* _Fragmento para leer_:
========================================================================
Está muy difundido en la sociedad moderna, y con frecuencia tiene consecuencias negativas, el error doctrinal y pastoral de “ocultar la muerte y sus signos”.
Médicos, enfermeros, parientes, piensan frecuentemente que es un deber ocultar al enfermo, que por el desarrollo de la hospitalización suele morir, casi siempre, fuera de casa, la inminencia de la muerte.
Se ha repetido que en las grandes ciudades de los vivos no hay sitio para los muertos: en las pequeñas habitaciones de los edificios urbanos, no se puede habilitar un “lugar para una vigilia fúnebre”; en las calles, debido a un tráfico congestionado, no se permiten los lentos cortejos fúnebres que dificultan la circulación; en las áreas urbanas, el cementerio, que antes, al menos en los pueblos, estaba en torno o en las cercanías de la Iglesia –era un verdadero campo santo y signo de la comunión con Cristo de los vivos y los muertos- se sitúa en la periferia, cada vez más lejano de la ciudad, para que con crecimiento urbano no se vuelva a encontra dentro de la misma.
========================================================================
* _Datos aportados_:
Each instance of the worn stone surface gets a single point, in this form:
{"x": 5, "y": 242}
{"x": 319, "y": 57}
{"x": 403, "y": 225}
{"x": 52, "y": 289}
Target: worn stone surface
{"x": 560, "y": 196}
========================================================================
* _La tarea_:
¿Cómo seguiría el texto sobre la ocultación de la muerte en la sociedad moderna? Prosíguelo a partir de su última frase. El material no tiene relación con el texto sobre la ocultación de la muerte.

* _Respuesta_:
La civilización moderna rechaza la “visibilidad de la muerte”, por lo que se esfuerza en eliminar sus signos. De aquí viene el recurso, difundido en un cierto número de países, a conservar al difunto, mediante proceso químico, en su aspecto natural, como si estuviera vivo (sic).
El cristiano, para el cual el pensamiento de la muerte debe tener un carácter familiar y sereno, no se puede unir en su fuero interno al fenómeno de la “intolerancia respecto a los muertos”, que priva a los difuntos de todo lugar en la vida de las ciudades, ni al rechazo de la “visibilidad de la muerte”, cuanto esta intolerancia y rechazo están motivados por una huida irresponsable de la realidad o por una visión materialista, carente de esperanza, ajena a la fe en Cristo muerto y resucitado.